> [Assigned task]: Output all of the records again, exactly as written.

> [Supplied material]:

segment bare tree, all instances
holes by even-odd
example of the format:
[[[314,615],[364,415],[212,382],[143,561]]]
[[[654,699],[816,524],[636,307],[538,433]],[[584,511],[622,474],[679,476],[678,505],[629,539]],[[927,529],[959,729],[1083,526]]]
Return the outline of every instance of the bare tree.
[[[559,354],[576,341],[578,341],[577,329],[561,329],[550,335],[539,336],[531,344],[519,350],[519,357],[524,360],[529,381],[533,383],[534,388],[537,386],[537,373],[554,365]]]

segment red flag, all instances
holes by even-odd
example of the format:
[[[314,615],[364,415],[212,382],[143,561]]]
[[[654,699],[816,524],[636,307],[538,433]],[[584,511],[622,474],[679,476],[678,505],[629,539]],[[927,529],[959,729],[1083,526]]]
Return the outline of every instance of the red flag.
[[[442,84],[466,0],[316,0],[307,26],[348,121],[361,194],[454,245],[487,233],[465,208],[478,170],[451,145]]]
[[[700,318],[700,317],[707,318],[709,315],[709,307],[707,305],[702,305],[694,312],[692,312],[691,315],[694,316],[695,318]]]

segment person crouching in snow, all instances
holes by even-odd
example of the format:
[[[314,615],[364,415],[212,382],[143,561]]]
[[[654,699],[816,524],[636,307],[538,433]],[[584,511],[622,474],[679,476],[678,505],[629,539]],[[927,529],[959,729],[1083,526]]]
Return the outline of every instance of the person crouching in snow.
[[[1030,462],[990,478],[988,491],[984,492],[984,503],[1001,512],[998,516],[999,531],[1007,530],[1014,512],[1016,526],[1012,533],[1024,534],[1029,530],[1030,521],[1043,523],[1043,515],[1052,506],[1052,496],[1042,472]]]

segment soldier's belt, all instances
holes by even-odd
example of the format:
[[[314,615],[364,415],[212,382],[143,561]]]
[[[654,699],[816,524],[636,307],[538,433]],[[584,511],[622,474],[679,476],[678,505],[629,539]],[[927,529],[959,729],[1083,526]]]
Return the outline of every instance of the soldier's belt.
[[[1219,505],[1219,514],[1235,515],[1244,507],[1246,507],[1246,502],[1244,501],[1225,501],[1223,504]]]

> [Response area]:
segment bare tree, all instances
holes by even-odd
example of the format:
[[[314,615],[364,415],[212,382],[143,561]]]
[[[654,699],[816,524],[636,307],[538,433]],[[584,511],[622,474],[679,476],[678,505],[629,539]],[[927,529],[959,729],[1083,526]]]
Return the outline of every instance of the bare tree.
[[[559,354],[576,341],[578,341],[577,329],[561,329],[550,335],[539,336],[531,344],[519,350],[519,357],[524,360],[529,381],[533,383],[534,388],[537,386],[537,373],[554,365]]]

segment red flag, all instances
holes by even-odd
example of the format:
[[[314,615],[364,415],[212,382],[143,561]]]
[[[654,699],[816,524],[636,307],[538,433]],[[584,511],[622,474],[679,476],[678,505],[629,539]],[[927,529],[959,729],[1083,526]]]
Return the outline of every instance of the red flag.
[[[442,84],[466,0],[316,0],[307,26],[348,121],[361,194],[454,245],[487,233],[465,208],[478,170],[451,145]]]
[[[700,318],[700,317],[707,318],[709,315],[709,307],[707,305],[702,305],[694,312],[692,312],[691,315],[694,316],[695,318]]]

segment person crouching in snow, all instances
holes by even-odd
example of the format:
[[[314,615],[364,415],[212,382],[143,561]]]
[[[654,699],[816,524],[636,307],[538,433]],[[584,511],[622,474],[679,476],[678,505],[629,539]],[[927,529],[959,729],[1083,526]]]
Return the outline of every instance of the person crouching in snow.
[[[1030,462],[990,478],[988,491],[984,492],[984,503],[1001,512],[998,516],[999,531],[1007,530],[1014,512],[1016,526],[1012,533],[1024,534],[1029,530],[1030,521],[1043,523],[1043,515],[1052,506],[1052,496],[1042,472]]]

segment soldier's belt, all instances
holes by even-odd
example of the format:
[[[314,615],[364,415],[212,382],[143,561]]]
[[[654,699],[816,524],[636,307],[538,433]],[[584,511],[622,474],[679,476],[678,505],[629,539]],[[927,529],[959,729],[1083,526]]]
Return the outline of every instance of the soldier's belt.
[[[1219,505],[1219,514],[1235,515],[1244,507],[1246,507],[1246,502],[1244,501],[1225,501],[1223,504]]]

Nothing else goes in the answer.